→ LESETEXT:
========================================================================

Auch für die Staatssekretärin in der Berliner Landesregierung, Sawsan Chebli, bleiben bei den Ermittlungen zu dem nun festgenommenen Tatverdächtigen viele Fragen offen. Wie viele andere Politikerinnen und Politiker erhielt auch Chebli mehrfach Hetzschriften mit der Unterschrift „NSU 2.0“.

„Es ist gut, dass der mutmaßliche Täter gefasst ist“, sagte Chebli. Nun müsse geklärt werden, ob der Tatverdächtige Mithelfer hatte – womöglich bei der Frankfurter Polizei. An einen Zufall könne sie angesichts des zeitlichen Zusammenhangs zwischen den dort erfolgten Abfragen von Namen und Adressen und der Zustellung der Drohschriften nicht glauben.

Das Thema Sexismus und Rassismus ist aus dem persönlichen Alltag von Sawsan Chebli, die früher auch als Sprecherin des Auswärtigen Amtes fungierte, ohnehin nicht verschwunden. „Ich erhalte jeden Tag und auf allen Kanälen Drohungen, Hass- und Hetzbotschaften voller Rassismus und Sexismus“, sagt Chebli. So sei es vor der Festnahme des Tatverdächtigen gewesen. So sei es immer noch.

========================================================================

→ DATENZEILEN:
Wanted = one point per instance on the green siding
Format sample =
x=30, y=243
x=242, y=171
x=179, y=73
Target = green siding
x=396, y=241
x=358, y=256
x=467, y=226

========================================================================

→ ARBEITSAUFTRAG: Schreiben Sie aus dem Lesetext über Sawsan Chebli die Stelle ab, die bei den Worten „Auch für die“ einsetzt und nach „Drohschriften nicht glauben.“ aufhört.

→ SCHRIFTLICHE LÖSUNG:
Auch für die Staatssekretärin in der Berliner Landesregierung, Sawsan Chebli, bleiben bei den Ermittlungen zu dem nun festgenommenen Tatverdächtigen viele Fragen offen. Wie viele andere Politikerinnen und Politiker erhielt auch Chebli mehrfach Hetzschriften mit der Unterschrift „NSU 2.0“.

„Es ist gut, dass der mutmaßliche Täter gefasst ist“, sagte Chebli. Nun müsse geklärt werden, ob der Tatverdächtige Mithelfer hatte – womöglich bei der Frankfurter Polizei. An einen Zufall könne sie angesichts des zeitlichen Zusammenhangs zwischen den dort erfolgten Abfragen von Namen und Adressen und der Zustellung der Drohschriften nicht glauben.